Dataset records
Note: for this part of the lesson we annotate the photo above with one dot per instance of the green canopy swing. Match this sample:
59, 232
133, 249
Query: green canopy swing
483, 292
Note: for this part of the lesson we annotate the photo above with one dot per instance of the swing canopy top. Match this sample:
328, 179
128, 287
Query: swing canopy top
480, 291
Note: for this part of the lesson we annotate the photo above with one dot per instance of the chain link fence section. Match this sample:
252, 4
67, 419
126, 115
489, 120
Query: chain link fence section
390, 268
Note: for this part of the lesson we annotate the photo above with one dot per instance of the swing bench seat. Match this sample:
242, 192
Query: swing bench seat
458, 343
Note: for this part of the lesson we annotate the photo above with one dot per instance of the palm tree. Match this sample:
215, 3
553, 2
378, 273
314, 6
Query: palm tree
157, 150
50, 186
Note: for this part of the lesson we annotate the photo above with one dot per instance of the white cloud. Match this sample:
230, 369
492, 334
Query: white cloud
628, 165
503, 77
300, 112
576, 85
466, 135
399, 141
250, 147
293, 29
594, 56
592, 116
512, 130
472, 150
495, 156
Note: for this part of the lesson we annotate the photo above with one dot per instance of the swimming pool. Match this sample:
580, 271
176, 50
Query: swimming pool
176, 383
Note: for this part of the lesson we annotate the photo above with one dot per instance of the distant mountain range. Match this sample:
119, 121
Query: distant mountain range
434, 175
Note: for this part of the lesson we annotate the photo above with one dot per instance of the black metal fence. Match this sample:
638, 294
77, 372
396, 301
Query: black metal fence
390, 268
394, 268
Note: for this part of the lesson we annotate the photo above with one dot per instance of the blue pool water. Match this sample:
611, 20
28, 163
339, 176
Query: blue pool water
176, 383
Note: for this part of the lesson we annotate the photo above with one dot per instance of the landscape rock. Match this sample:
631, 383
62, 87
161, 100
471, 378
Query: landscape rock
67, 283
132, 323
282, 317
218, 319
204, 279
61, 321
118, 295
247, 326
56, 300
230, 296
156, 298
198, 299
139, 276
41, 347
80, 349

_Exercise brief_
Reproduce the full block of data exactly, omitting nothing.

_Response box_
Note: for this part of the lesson we annotate the photo above with one dot per instance of the green canopy swing. Match this sample:
59, 232
133, 249
Query: green canopy swing
483, 292
Note: for this part of the lesson we annotate the photo above with one dot per instance of the swing canopy top. Match this sample:
328, 179
128, 287
Query: swing canopy top
480, 291
Note: for this part of the lesson we annotate the photo above with one dot per instance of the chain link fence section. Match this sample:
252, 4
67, 419
126, 115
489, 120
Query: chain link fence section
390, 268
Note: for this part of the lesson we annotate the photo above with one dot per instance of the swing bench seat. Match this sample:
242, 192
Query: swing bench seat
458, 343
Note: for this part of the lesson we annotate the photo above with one dot per instance of the palm tree. Match this sample:
215, 3
553, 2
378, 273
314, 6
Query: palm tree
157, 150
50, 186
Note: for this part of the lesson we annotate the photo above with one dot per instance of the white cloud. Match this sample:
230, 369
492, 334
Query: white cloud
628, 165
503, 77
300, 112
576, 85
466, 135
399, 141
250, 147
293, 29
594, 56
592, 116
512, 130
472, 150
495, 156
Note: for this part of the lesson we annotate the photo above with one dot per instance of the swimming pool. Match this sample:
580, 271
176, 50
Query: swimming pool
176, 383
Note: for this part of the lesson we annotate the photo above with one dot per instance of the distant mountain range. Match this sample:
119, 121
Query: distant mountain range
434, 175
Note: for this part of the lesson we annotate the photo above with one dot per instance of the black metal fence. Match this sample:
638, 294
77, 372
396, 301
Query: black metal fence
390, 268
394, 268
Note: for this part of the lesson we annotate the photo above with one dot per instance of the blue pool water. Match this sample:
611, 20
28, 163
339, 176
Query: blue pool water
176, 383
Note: for this part of the lesson we annotate the photo above with one dot per instance of the landscape rock. Match this sample:
631, 383
62, 87
161, 100
471, 378
Query: landscape rock
67, 283
132, 323
282, 317
218, 319
204, 279
61, 321
118, 295
247, 326
56, 300
230, 296
156, 298
198, 299
139, 276
41, 347
80, 349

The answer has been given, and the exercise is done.